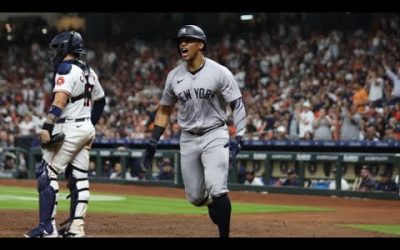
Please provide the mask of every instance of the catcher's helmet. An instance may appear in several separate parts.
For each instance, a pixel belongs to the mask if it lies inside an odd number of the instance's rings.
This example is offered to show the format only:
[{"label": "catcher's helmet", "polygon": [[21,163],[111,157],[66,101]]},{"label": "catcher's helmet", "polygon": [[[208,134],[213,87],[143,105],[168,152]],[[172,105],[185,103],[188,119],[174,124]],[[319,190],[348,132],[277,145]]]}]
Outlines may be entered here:
[{"label": "catcher's helmet", "polygon": [[206,49],[207,46],[207,37],[204,31],[196,25],[185,25],[180,30],[178,31],[178,36],[175,38],[175,40],[179,43],[180,38],[182,37],[191,37],[194,39],[198,39],[203,41],[204,43],[204,48],[203,50]]},{"label": "catcher's helmet", "polygon": [[49,57],[51,63],[57,66],[67,54],[79,57],[85,54],[81,34],[75,31],[65,31],[56,35],[49,44]]}]

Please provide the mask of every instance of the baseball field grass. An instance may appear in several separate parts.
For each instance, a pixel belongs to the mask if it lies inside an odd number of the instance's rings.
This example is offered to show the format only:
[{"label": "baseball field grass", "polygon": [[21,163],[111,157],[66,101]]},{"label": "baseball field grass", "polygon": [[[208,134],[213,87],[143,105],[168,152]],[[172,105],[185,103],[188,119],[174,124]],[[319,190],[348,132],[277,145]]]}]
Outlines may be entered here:
[{"label": "baseball field grass", "polygon": [[[60,192],[58,209],[69,209],[68,194]],[[0,209],[37,210],[38,195],[34,188],[0,186]],[[90,212],[117,214],[206,214],[207,210],[191,205],[185,199],[134,196],[91,192]],[[261,205],[232,202],[236,214],[270,212],[323,212],[331,209],[317,206]]]},{"label": "baseball field grass", "polygon": [[348,224],[343,226],[366,231],[400,235],[400,225]]},{"label": "baseball field grass", "polygon": [[[9,220],[8,223],[14,223],[21,215],[35,215],[36,218],[39,204],[34,182],[30,182],[29,185],[16,182],[10,184],[0,184],[2,216]],[[60,188],[58,211],[65,213],[69,210],[70,201],[66,198],[68,190],[65,186]],[[232,213],[237,215],[233,217],[235,225],[233,232],[239,237],[400,237],[400,223],[396,216],[398,204],[389,201],[246,192],[232,192],[232,197]],[[385,215],[389,216],[374,217],[376,209],[385,209]],[[93,219],[91,234],[100,237],[121,236],[118,230],[104,229],[109,223],[124,223],[129,220],[140,222],[138,225],[142,231],[138,231],[137,227],[126,226],[126,234],[123,236],[158,236],[166,232],[163,227],[170,228],[168,222],[171,220],[174,223],[181,223],[183,228],[190,228],[193,225],[187,223],[187,218],[197,220],[201,224],[205,218],[203,216],[207,215],[207,209],[195,207],[185,199],[183,190],[139,186],[130,188],[105,184],[99,184],[91,191],[88,211]],[[360,213],[362,216],[357,217]],[[102,224],[96,218],[106,218],[106,220]],[[32,219],[31,223],[34,221]],[[159,221],[164,223],[157,224],[159,227],[149,228],[148,225]],[[28,224],[24,225],[24,228],[18,226],[18,223],[15,225],[12,230],[2,228],[0,231],[3,232],[3,236],[20,235],[20,231],[28,227]],[[204,232],[200,234],[197,231],[194,235],[196,237],[210,235],[210,229],[207,228],[210,225],[207,223],[201,225]],[[177,227],[173,234],[165,235],[168,237],[191,235],[190,230],[180,231],[179,228]]]}]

### WORK TASK
Write the records out again exactly; none of the pictures belong in the copy.

### PROBLEM SOLUTION
Please provide the mask of every instance of the catcher's helmet. An instance may appear in several separate parts.
For each instance, a pixel belongs to the mask if it lies inside an odd number of the instance's rings.
This example is offered to show the format only:
[{"label": "catcher's helmet", "polygon": [[21,163],[111,157],[66,101]]},{"label": "catcher's helmet", "polygon": [[[208,134],[213,87],[143,105],[168,152]],[[172,105],[185,103],[188,119],[174,124]],[[319,190],[348,132],[277,145]]]}]
Outlines may be entered here:
[{"label": "catcher's helmet", "polygon": [[206,49],[207,46],[207,37],[204,31],[196,25],[185,25],[180,30],[178,31],[178,36],[175,38],[175,40],[179,43],[180,38],[182,37],[191,37],[194,39],[198,39],[203,41],[204,43],[204,48],[203,50]]},{"label": "catcher's helmet", "polygon": [[49,57],[51,63],[57,66],[67,54],[79,57],[85,54],[81,34],[75,31],[65,31],[56,35],[49,44]]}]

Please provide the mask of every instance of the baseball field grass. An instance may appear in several separate parts.
For each instance, a pixel belongs to the mask if it lies inside an odd number of the instance's rings.
This example is offered to show the format only:
[{"label": "baseball field grass", "polygon": [[21,163],[111,157],[66,101]]},{"label": "baseball field grass", "polygon": [[[208,134],[213,87],[143,105],[168,152]],[[172,105],[185,103],[188,119],[174,124]],[[319,190],[348,132],[277,145]]]}]
Outlines may be entered here:
[{"label": "baseball field grass", "polygon": [[[60,192],[58,209],[69,209],[68,194]],[[0,209],[37,210],[38,195],[34,188],[0,186]],[[90,212],[117,214],[206,214],[207,210],[191,205],[185,199],[134,196],[91,192]],[[261,205],[232,202],[236,214],[270,212],[323,212],[331,209],[317,206]]]},{"label": "baseball field grass", "polygon": [[348,224],[343,226],[366,231],[400,235],[400,225]]},{"label": "baseball field grass", "polygon": [[[9,220],[8,223],[14,223],[21,215],[35,215],[36,218],[39,204],[34,182],[30,182],[29,185],[16,182],[10,184],[0,184],[2,216]],[[60,188],[58,211],[65,213],[69,210],[70,201],[66,198],[68,190],[65,186]],[[232,213],[237,215],[233,217],[235,225],[233,232],[239,237],[400,237],[400,223],[396,216],[398,204],[389,201],[246,192],[232,192],[232,197]],[[385,215],[389,216],[374,217],[376,209],[385,209]],[[93,219],[91,234],[100,237],[121,236],[118,230],[104,229],[109,223],[124,223],[129,220],[140,222],[138,225],[142,231],[138,231],[137,227],[126,226],[126,234],[123,236],[158,236],[166,232],[163,227],[170,228],[168,222],[171,220],[174,223],[181,223],[183,228],[190,228],[193,225],[187,223],[187,218],[197,220],[201,224],[205,218],[203,216],[207,215],[207,209],[195,207],[185,199],[183,190],[139,186],[130,188],[105,184],[99,184],[91,191],[88,211]],[[360,213],[362,216],[357,217]],[[102,224],[96,218],[106,218],[106,220]],[[32,219],[31,223],[34,221]],[[159,221],[164,223],[157,224],[159,227],[149,228],[148,225]],[[28,224],[24,225],[24,228],[18,226],[18,223],[15,225],[12,230],[2,228],[0,231],[3,232],[3,236],[20,235],[20,231],[28,227]],[[204,232],[200,234],[197,231],[194,235],[196,237],[210,235],[210,229],[207,228],[210,225],[207,223],[201,225]],[[177,227],[173,234],[165,235],[168,237],[191,235],[190,230],[180,231],[179,228]]]}]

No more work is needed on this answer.